-- REQUEST --
Write out the rows below again, swapping every "woman" for "lady" and keeping everything else the same. Leave the pictures out.

-- GIVEN INFORMATION --

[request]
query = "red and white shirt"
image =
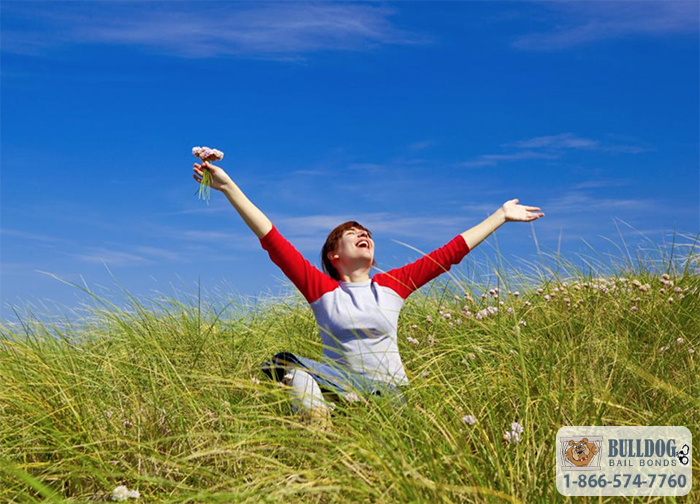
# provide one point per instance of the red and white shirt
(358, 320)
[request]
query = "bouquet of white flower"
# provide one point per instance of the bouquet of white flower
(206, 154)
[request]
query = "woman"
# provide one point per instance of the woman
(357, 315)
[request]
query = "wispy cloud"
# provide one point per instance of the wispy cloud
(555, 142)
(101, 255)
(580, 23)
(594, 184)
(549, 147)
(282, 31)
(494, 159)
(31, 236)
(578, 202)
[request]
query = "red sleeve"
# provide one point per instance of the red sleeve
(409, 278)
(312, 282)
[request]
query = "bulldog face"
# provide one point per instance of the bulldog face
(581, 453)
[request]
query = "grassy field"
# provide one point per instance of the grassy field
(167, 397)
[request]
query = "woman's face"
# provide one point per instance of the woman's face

-- RESPONSE TO THIS EXERCISE --
[request]
query = "red and white shirt"
image =
# provide one point per instance of the red and white shirt
(358, 320)
[request]
query = "bouquet of white flower"
# provide one point per instance of the bouquet of white flower
(206, 154)
[request]
query = "lady"
# provide one point per instance of the lady
(357, 315)
[request]
query = "wispy cloud"
# provide one point per instance of the wispy cloud
(555, 142)
(101, 255)
(580, 23)
(594, 184)
(549, 147)
(282, 31)
(494, 159)
(31, 236)
(578, 202)
[request]
query = "red sleeve"
# provide one point per instance of the red sleeve
(409, 278)
(312, 282)
[request]
query = "bulldog face"
# provide one point per instance of the bulldog face
(581, 453)
[request]
query = "grassy field"
# provide one point per instance of the grassy field
(167, 397)
[request]
query = "lady's face"
# provide one point per instance of the lady's face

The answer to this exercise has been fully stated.